The answer must give back every line of the data exactly, with no pictures.

(Stored data)
__________

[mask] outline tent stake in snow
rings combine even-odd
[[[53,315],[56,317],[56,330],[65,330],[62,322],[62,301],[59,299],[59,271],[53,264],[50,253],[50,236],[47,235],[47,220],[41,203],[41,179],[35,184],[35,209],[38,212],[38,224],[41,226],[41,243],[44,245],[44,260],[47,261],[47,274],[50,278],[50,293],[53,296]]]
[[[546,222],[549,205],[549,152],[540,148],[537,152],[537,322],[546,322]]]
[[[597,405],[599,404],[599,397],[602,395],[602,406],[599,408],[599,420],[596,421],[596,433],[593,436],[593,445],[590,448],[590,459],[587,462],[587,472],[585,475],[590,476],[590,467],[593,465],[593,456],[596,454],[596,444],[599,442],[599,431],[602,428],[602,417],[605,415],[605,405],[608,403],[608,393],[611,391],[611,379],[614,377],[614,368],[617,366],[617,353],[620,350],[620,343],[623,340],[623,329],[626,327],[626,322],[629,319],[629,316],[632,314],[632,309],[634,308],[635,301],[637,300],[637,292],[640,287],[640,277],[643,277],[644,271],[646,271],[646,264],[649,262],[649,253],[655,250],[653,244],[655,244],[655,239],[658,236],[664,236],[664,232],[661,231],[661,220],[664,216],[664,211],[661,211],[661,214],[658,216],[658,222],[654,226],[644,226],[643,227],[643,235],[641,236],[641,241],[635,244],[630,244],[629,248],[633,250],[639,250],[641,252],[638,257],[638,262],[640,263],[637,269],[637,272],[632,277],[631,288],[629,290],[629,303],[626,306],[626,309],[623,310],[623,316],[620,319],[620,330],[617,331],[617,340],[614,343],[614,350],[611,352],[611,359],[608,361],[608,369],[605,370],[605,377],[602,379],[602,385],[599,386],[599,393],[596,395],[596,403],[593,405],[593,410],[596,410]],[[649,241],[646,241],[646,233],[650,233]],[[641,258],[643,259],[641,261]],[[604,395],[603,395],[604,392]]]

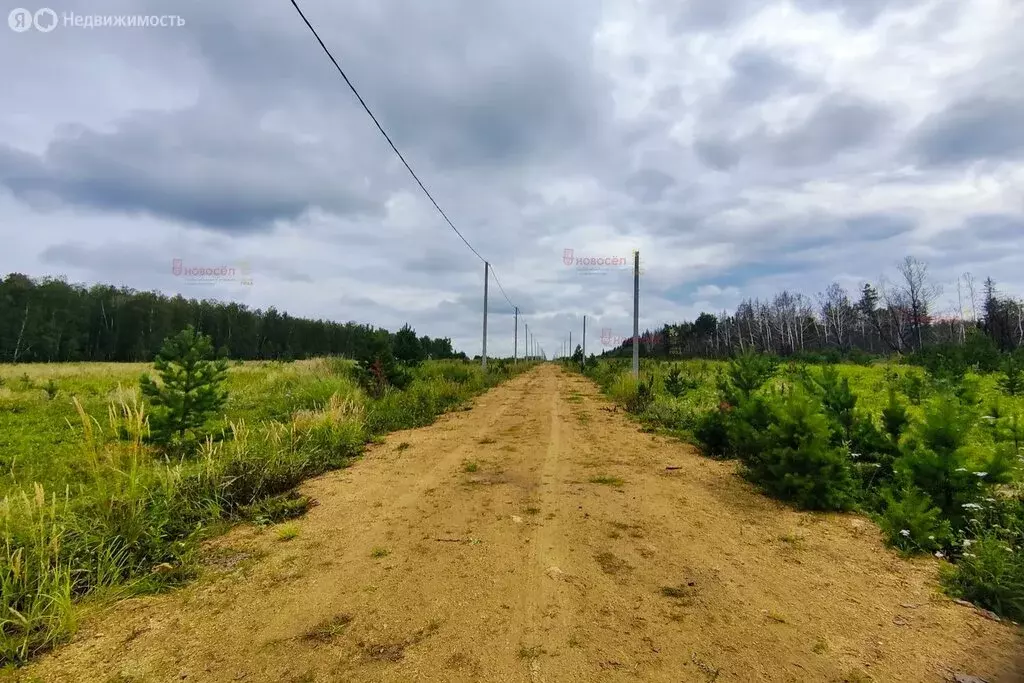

__________

→ ANSWER TO THIS PROBLEM:
[mask] outline tent stake in snow
rings combine even-odd
[[[53,315],[56,317],[56,330],[65,330],[62,322],[62,301],[59,299],[59,271],[53,264],[50,253],[50,236],[47,235],[47,220],[41,203],[41,179],[35,184],[35,209],[38,212],[38,224],[41,226],[41,243],[44,245],[44,260],[47,261],[47,274],[50,278],[50,293],[53,296]]]
[[[546,222],[549,205],[549,152],[540,148],[537,152],[537,322],[546,322]]]
[[[597,405],[599,404],[599,397],[602,395],[602,406],[599,408],[599,420],[596,421],[596,433],[593,436],[593,445],[590,448],[590,459],[587,462],[587,472],[585,475],[590,476],[590,467],[593,465],[593,456],[596,454],[596,444],[599,442],[599,431],[602,428],[602,417],[605,415],[605,405],[608,403],[608,393],[611,391],[611,379],[614,377],[614,368],[617,366],[617,353],[620,350],[620,343],[623,340],[623,329],[626,327],[626,322],[629,319],[629,316],[632,314],[632,309],[634,308],[635,301],[637,300],[637,292],[640,287],[640,277],[643,277],[644,271],[646,271],[646,264],[649,262],[649,253],[655,250],[653,244],[655,244],[655,239],[658,236],[664,236],[664,232],[661,231],[661,220],[664,216],[664,211],[661,211],[661,214],[658,216],[658,222],[654,226],[644,226],[643,227],[643,235],[641,236],[641,241],[635,244],[630,244],[629,248],[633,250],[639,250],[641,252],[638,257],[638,262],[640,263],[637,269],[637,272],[632,277],[631,288],[629,290],[629,303],[626,306],[626,309],[623,310],[623,316],[620,319],[620,330],[617,331],[617,340],[614,343],[614,350],[611,352],[611,359],[608,361],[608,369],[605,370],[605,377],[602,379],[602,385],[599,386],[599,393],[596,395],[596,403],[593,405],[593,410],[596,410]],[[649,241],[646,241],[646,233],[650,233]],[[641,258],[643,259],[641,261]],[[604,395],[603,395],[604,392]]]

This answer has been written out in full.